+++ Page excerpt

For the Love of Math

I want to ask everyone a question. Am I the only one who remembers that at one time they really loved math?

I didn’t always love math, or reading. I found both of them rather difficult my first few years of school. I had classmates who went to preschool or had older siblings or stay at home moms who had a small head start on me for reading. I was determined to learn to read and I quickly caught up and surpassed many of my classmates.

Square One Television

Square One Television

It wasn’t until second grade that I discovered my love of math. There used to be an educational program on PBS called Square One Television. I became obsessed with this show because it took all these arithmetic concepts I had trouble grokking and explained them in a way I could understand.

They also talked about such advanced topics as Cryptography and Tesselations. (I do want to apologize for the dated content, this was created in the 1980’s.)

This show taught me what a googol was before the spelling changed and became a search engine/Big Brother. Even today when I see a number that is the same backwards and forwards I get really excited because I know it is a palindrome.

Yes, that is James Earl Jones.

Yes, that is James Earl Jones.

Notable people like James Earl Jones and Weird Al Yankovic appeared and lent their talents to making math fun for kids. If you do watch any of the clips I have linked to, please to watch the Weird Al one, it is full of Monty Python homages.

So, if I loved learning math so much and I enjoyed being challenged, why did I major in journalism rather than something math related?

My first major in college was engineering. I was bullied a lot in high school and I had a year where the highest grade I got on my report card was a C. As such, I wasn’t accepted to any of the schools I really wanted to go to. I went to the University of Wisconsin-Platteville to major in engineering. The male to female ratio at the time was two to one. After attending a tech conference where the male to female ratio was fifty to one, that seems positively progressive, but at the time, it was a bit of a shock.

++++++

*Goals*:
[1] Please change "white window frame" to "white door frame" in the part of the records that opens with the first line and closes with the line containing "[(400, 195), (619, 184), (437, 188)]", keeping everything else the same. Leave the pictures out of your answer.
[2] Continue the post about loving math from where it stops.
The post about loving math and the records have nothing to do with each other.

+++ Available records

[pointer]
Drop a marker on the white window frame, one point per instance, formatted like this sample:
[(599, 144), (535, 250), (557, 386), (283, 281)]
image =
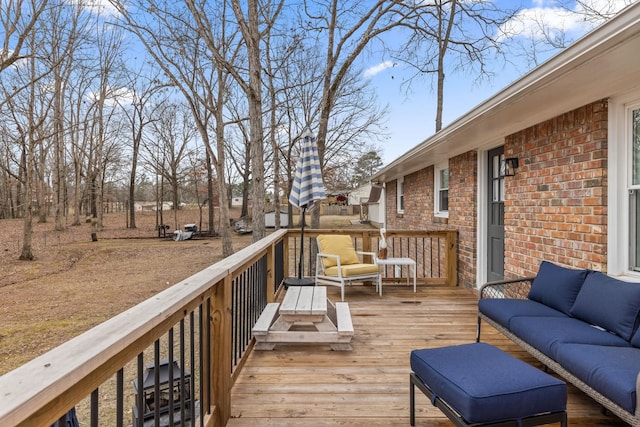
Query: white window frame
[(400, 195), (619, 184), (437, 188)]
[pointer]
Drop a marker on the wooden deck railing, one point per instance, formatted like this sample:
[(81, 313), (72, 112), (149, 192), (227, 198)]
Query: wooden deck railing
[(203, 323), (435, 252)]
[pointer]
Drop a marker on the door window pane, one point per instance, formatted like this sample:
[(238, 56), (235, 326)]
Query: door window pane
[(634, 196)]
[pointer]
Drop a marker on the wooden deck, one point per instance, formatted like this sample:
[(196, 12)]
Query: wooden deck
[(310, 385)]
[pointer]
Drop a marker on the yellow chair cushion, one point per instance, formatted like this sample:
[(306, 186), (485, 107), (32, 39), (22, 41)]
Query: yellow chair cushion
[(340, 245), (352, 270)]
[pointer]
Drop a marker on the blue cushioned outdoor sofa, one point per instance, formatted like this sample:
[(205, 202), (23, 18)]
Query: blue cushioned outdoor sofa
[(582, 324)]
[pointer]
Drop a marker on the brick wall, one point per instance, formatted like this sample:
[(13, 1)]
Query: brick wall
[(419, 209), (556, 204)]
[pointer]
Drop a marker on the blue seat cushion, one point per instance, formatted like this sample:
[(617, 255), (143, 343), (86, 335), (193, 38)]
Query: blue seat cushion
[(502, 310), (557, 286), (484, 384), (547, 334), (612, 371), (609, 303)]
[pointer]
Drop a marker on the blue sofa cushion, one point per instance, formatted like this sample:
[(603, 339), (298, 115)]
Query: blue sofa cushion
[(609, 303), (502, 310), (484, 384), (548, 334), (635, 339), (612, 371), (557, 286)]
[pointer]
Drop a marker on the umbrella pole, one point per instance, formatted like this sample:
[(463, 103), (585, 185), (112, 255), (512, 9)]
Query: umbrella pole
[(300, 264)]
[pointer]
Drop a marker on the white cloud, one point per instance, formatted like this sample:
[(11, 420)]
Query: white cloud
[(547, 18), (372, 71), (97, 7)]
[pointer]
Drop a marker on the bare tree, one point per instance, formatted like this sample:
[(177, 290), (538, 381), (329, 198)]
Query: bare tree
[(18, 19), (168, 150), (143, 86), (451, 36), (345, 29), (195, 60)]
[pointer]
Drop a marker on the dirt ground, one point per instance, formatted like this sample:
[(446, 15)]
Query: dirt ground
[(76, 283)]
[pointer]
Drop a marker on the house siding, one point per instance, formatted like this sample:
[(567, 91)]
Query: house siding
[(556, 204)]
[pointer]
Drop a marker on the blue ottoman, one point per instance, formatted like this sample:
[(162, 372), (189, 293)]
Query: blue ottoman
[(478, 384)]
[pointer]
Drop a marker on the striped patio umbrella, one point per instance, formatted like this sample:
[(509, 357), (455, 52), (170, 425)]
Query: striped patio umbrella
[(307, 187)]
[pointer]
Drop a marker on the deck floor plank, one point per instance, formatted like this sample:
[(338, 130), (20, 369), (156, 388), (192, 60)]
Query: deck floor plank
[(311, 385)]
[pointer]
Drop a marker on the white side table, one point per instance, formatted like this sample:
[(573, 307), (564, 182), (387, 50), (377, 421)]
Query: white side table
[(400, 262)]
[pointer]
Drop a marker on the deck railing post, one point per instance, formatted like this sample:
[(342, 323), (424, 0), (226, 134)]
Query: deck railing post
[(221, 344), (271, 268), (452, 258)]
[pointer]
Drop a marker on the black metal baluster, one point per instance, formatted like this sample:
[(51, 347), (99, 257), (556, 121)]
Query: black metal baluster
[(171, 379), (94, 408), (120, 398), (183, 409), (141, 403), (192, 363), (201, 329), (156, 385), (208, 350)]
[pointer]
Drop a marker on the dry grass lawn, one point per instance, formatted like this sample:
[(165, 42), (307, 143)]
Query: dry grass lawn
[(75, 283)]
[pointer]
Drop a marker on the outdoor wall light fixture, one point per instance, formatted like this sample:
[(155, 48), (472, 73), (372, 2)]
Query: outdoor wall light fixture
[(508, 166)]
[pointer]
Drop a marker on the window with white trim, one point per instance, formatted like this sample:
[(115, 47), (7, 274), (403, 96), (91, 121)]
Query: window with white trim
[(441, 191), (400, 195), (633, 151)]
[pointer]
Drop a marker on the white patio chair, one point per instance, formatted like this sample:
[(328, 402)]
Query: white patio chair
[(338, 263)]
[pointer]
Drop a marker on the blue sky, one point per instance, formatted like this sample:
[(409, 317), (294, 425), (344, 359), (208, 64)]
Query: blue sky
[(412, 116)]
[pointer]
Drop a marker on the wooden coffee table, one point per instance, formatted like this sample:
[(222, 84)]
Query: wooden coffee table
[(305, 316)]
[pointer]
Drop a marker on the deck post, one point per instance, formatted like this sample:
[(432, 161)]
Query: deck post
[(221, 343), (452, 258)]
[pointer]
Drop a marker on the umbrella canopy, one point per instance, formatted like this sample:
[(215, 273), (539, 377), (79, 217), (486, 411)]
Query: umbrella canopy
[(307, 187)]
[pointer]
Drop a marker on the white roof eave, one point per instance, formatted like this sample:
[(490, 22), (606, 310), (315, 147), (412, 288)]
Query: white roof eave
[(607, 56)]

++++++

*Answers provided*:
[1]
[pointer]
Drop a marker on the white door frame, one point per instance, formatted like this sample:
[(599, 144), (535, 250), (557, 386), (283, 281)]
image =
Query: white door frame
[(400, 195), (619, 184), (437, 188)]

[2]
I did not fit in with my classmates.

Every class I had I was the only girl. No one would sit next to me. I had a circumference of empty seats around me. If I tried to talk to anyone, they would literally cry and run away.

I took calculus my freshman year and due to a lot of stress and social issues, I received a D. I don’t really remember anything we were supposed to learn after the first week.

Contrariwise, if it was so it might be, and if it were so, it would be, but as it isn't, it ain't. That's logic.

Contrariwise, if it was so it might be, and if it were so, it would be, but as it isn’t, it ain’t. That’s logic.

I felt like a failure. The thing that got me through high school was this mythological idea that I would go off to college and find my people who would love and accept me for who I was. Going and discovering that things were even worse there than they were in high school was a massive shock and disappointment.

I temporarily dropped out of college. I tried working at Border’s for a while, but that went badly, so with nothing else to do, I went back to school. I went to Madison Area Technical college to take some entry level classes to get my grades back up enough to get back into the UW system. I transferred to UW-Whitewater, where I graduated in 2006.

Trying to jump over the negatives to get to the positives.

Trying to jump over the negatives to get to the positives.

I bounced around majors a lot, but I knew for a fact I was not going to do anything math related. I thought I was too stupid to learn calculus. I thought my success with algebra and trigonometry was a fluke, that those things were useless anyway, and that I needed to pick something easy just so that I could get through college because I was told that having a degree in anything would get me a job. *insert hysterical and bitter laugher here*

Journalism didn’t work out. Neither did video editing, sound design, or doing commodity white collar work. Back in 2012 I felt beaten. I had no idea what to do with my life and I contemplated ending it.

Then a miracle happened in a place I did not expect.

I have spoken about how the worst job I had was one where I was told to pretend to do work. I wasn’t allowed to ask any questions and I was supposed to act like I knew a bunch of stuff I had no way of knowing. It was miserable. However, there was a silver lining.

While trying to find something to do that looked like work, I discovered Codecademy. Codecademy began at the beginning of 2012 with the promise that you could learn to code in a year. I had it on my radar, but I was too discouraged from trying to learn programming to give it a try. When I had to find something that looked like work, it fit the bill.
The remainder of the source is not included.